Referring expression pointing data:

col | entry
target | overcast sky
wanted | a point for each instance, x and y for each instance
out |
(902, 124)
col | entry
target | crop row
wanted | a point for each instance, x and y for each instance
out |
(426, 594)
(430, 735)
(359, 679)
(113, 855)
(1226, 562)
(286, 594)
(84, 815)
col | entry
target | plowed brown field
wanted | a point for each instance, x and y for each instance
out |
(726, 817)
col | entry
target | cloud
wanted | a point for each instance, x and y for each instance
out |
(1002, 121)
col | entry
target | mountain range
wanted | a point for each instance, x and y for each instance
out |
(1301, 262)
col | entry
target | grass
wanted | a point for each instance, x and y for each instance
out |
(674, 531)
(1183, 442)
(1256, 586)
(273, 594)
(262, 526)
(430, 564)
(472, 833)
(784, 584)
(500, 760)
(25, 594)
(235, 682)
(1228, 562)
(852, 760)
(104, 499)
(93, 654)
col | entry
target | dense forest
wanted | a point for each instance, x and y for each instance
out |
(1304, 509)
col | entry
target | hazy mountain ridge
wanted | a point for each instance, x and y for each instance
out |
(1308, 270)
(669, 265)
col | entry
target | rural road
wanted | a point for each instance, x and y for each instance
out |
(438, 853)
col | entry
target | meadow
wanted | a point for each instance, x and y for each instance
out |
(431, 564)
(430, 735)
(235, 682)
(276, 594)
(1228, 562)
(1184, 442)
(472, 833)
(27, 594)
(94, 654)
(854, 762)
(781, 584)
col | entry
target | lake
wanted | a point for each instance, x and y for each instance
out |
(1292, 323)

ABOUT THIS TASK: Write out exactly the lines from the one containing "target | meadow" through the end of the data, both included. Add nothing else.

SOLUTION TO THIS EXERCISE:
target | meadow
wanted | a point for each instance, x and y for each instance
out |
(431, 564)
(430, 735)
(235, 682)
(276, 594)
(1228, 562)
(1184, 442)
(472, 833)
(27, 594)
(94, 654)
(854, 762)
(781, 584)
col | entry
target | lake
wanted | a point for each instance, x and y for each instance
out |
(1292, 323)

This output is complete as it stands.